====== SELECTED PASSAGE
Hacker News new | ask | show | jobs
by xtrapolate 2937 days ago
> "The library mustn’t call malloc() internally. It’s up to the caller to allocate memory for the library. What’s nice about this is that it’s completely up to the application exactly how memory is allocated. Maybe it’s using a custom allocator, or it’s not linked against the standard library."

OP's approach will indeed work for most "minimalist"/single-header libraries, but, I personally feel it pollutes the API you're exposing to your users.

Depending on the specific situation, I may sometimes choose to expose a MODULE_CreateObject() and a MODULE_CreateObjectEx(custom_allocator, custom_deallocator).

Internally, MODULE_CreateObject() calls MODULE_CreateObjectEx(), passing the module's default allocators and deallocators (ie. HeapAlloc and HeapFree). This strikes me as a more balanced approach.

One caveat here, is that you must enforce consistency across usage - you don't want some API calls to use malloc() for allocation, whilst others use HeapFree() for deallocation, that would be a recipe for disaster.

To ensure that, I would often set the allocators and deallocators once, when the object is first created. They may be set through the object's initialization function, and they persist as part of the object itself.

2 comments

> I personally feel it pollutes the API you're exposing to your users.

Pollution is in the eye of the beholder. There are many circumstances where a project or subset of a project needs to work without a heap, they just don't necessarily overlap with the "application layer code in a virtual memory process" world your intuition is calibrated against.

And sometimes this stuff needs to read a JSON object or decode base64 or utf8 too, and can't because the library is too thick.

> "Pollution is in the eye of the beholder. There are many circumstances where a project or subset of a project needs to work without a heap, they just don't necessarily overlap with the "application layer code in a virtual memory process" world your intuition is calibrated against."
============
== THE TASKS ==
1. Translate this sentence from the forum thread on library memory allocation into Spanish: "This strikes me as a more balanced approach."
2. From the forum thread on library memory allocation, reproduce the passage starting with "Depending on the" and going on through "more balanced approach.".
The data has nothing to do with the forum thread on library memory allocation.
====== AVAILABLE DATA
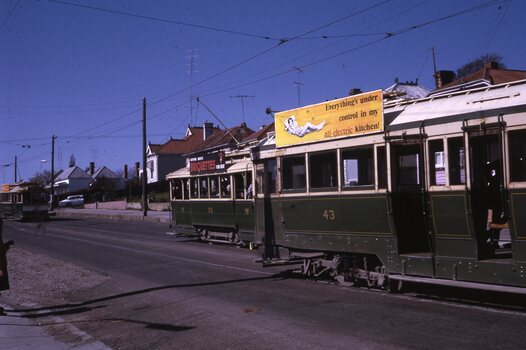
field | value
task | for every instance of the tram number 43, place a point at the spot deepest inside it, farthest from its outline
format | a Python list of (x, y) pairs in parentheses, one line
[(329, 215)]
============
== ANSWERS TO THE PROBLEMS ==
1. Esto me parece un enfoque más equilibrado.

2.
Depending on the specific situation, I may sometimes choose to expose a MODULE_CreateObject() and a MODULE_CreateObjectEx(custom_allocator, custom_deallocator).

Internally, MODULE_CreateObject() calls MODULE_CreateObjectEx(), passing the module's default allocators and deallocators (ie. HeapAlloc and HeapFree). This strikes me as a more balanced approach.